Saved entries:
########################################
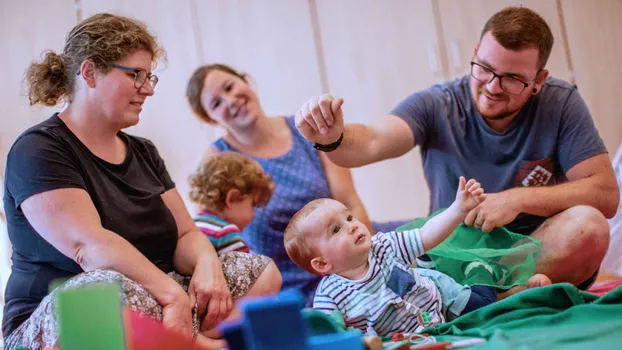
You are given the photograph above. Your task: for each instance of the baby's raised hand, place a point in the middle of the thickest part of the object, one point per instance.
(469, 194)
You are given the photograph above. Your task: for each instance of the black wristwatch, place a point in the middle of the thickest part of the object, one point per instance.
(328, 148)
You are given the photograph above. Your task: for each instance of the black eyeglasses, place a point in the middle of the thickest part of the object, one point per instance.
(140, 75)
(508, 84)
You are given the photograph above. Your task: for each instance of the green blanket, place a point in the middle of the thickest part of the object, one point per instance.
(554, 317)
(501, 259)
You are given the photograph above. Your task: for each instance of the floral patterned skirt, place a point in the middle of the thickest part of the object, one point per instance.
(241, 270)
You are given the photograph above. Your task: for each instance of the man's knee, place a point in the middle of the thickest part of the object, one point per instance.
(592, 226)
(591, 232)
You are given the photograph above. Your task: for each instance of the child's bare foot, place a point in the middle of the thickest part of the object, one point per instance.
(210, 343)
(538, 280)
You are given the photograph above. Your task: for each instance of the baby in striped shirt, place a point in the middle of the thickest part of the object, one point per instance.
(228, 186)
(369, 279)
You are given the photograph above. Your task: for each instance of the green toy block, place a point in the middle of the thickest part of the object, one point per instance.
(90, 318)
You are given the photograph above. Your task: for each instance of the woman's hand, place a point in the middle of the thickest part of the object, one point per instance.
(177, 315)
(208, 289)
(320, 119)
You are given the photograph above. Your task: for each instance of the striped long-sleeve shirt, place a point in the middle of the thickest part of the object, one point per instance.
(225, 237)
(391, 295)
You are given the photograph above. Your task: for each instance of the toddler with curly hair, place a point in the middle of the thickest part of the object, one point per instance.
(228, 187)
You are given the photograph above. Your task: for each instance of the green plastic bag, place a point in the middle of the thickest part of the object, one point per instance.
(500, 259)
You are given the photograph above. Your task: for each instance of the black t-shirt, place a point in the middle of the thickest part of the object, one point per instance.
(127, 196)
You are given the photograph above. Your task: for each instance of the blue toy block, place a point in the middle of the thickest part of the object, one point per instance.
(277, 323)
(341, 341)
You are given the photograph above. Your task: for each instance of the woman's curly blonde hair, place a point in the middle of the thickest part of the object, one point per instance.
(103, 39)
(224, 171)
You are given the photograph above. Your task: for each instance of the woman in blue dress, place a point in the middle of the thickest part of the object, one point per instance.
(219, 95)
########################################
Work task: Each record above, in full: return it exactly, pictures excluded.

Final answer:
You are given the photograph above. Your task: for each instance of the baby's raised hand, place a point in the middle of the thickest part of the object, one point per instance.
(469, 194)
You are given the photograph above. Your task: for each instance of the black wristwatch, place a point in the middle of the thickest part of the object, one point per instance.
(328, 148)
You are given the photograph above. Your task: for each instance of the black eyeglasses, place a point in the middle of the thickest part of the object, one point per instance.
(140, 75)
(508, 84)
You are given the photograph above. Your task: for each instance of the green blanket, place a point in the middle of the thickest part of the object, one point per instance.
(554, 317)
(501, 259)
You are given the photograph above. Your task: for each instance of the floral patterned skirt, place a point in the middle of the thickest part of the object, one point per instance.
(241, 270)
You are given the photograph above. Your task: for each instance of the man's knee, place a point in the middle of the thickest part of the object, one point per instance.
(592, 226)
(591, 232)
You are given the photograph above. Your task: for each instance of the child's bare foot, place a point in the middle of the thickest part of the object, one point per instance.
(210, 343)
(538, 280)
You are given the photograph above. Your task: for each instance of the baby in striped shirt, place a point in the middle of the thickest part of the object, one point per instance.
(228, 186)
(369, 279)
You are given the photograph above. Your task: for each instance of the green toy block, place a point in the middle of the thickest part of the object, one point per instance.
(90, 318)
You are given the photograph above. Your task: for each instance of the woman's hand, place a point in the middle of the thickest part of the object, one point per instance.
(177, 315)
(208, 289)
(320, 119)
You are given the photograph above. Your task: for each instance of the striped long-sleeve shirt, place a point in the middle of the thickest part of the object, one point per instance.
(225, 237)
(391, 295)
You are given the photograph above. Your task: for each instance of the toddler with curly hair, place a point in the middle of the thickest part of the object, one point per instance.
(228, 187)
You are given the photograph above. Your task: for each instance of the green plastic bag, place a point in the middle of the thickest part of the object, one point per instance.
(500, 259)
You are given the photograph above. Your task: for each instance of the black t-shirt, place a point in the middle of the thickest part of the object, one point per instance.
(127, 196)
You are given the photograph above. Your task: for each instance of the blue toy block, place a point in the middle of the thickest part of the object, one point per instance.
(277, 323)
(341, 341)
You are given the photograph above. Your task: for each instance of the woman's curly blonde hair, place a point in the middle of the thickest part of the object, one point per instance.
(103, 39)
(224, 171)
You are given the photograph above. Your task: for each instance of the woman in blue dress, place a point in the middle of the thickest part of the object, one point per instance.
(219, 95)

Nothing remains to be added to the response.